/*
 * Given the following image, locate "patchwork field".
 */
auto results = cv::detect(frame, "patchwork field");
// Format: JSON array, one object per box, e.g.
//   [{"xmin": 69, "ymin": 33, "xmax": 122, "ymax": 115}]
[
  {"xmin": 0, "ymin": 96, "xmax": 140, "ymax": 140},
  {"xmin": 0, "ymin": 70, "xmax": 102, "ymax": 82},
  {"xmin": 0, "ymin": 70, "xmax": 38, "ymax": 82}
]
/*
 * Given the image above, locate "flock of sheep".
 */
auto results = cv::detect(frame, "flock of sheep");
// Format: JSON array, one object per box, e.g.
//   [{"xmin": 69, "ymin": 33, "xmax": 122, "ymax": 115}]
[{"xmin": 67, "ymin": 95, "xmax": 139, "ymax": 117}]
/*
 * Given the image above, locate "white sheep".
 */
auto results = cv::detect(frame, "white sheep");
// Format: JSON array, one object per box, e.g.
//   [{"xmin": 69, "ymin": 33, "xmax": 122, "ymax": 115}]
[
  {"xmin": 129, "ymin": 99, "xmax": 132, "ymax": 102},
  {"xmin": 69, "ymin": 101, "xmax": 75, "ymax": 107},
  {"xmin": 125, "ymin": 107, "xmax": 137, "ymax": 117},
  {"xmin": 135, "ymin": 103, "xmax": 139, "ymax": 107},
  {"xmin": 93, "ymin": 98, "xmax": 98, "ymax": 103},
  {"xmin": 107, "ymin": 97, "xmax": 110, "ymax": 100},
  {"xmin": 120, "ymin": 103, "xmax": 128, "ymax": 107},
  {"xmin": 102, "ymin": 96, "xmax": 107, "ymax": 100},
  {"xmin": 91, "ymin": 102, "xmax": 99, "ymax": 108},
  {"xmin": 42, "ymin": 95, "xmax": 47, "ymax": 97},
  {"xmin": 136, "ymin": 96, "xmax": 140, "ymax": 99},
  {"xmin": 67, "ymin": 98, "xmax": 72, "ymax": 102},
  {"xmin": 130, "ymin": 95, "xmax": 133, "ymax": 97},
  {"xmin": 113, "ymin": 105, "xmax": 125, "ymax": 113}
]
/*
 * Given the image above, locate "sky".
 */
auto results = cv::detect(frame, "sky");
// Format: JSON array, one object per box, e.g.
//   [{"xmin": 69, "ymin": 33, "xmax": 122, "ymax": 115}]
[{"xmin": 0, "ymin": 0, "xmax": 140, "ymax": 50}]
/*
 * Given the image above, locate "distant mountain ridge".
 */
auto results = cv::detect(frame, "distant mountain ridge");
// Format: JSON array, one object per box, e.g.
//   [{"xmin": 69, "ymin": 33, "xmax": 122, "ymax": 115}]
□ □ □ □ □ □ □
**Exercise instructions:** Report how many lines of the listing hold the word "flock", with nothing but the number.

**The completed task:** 2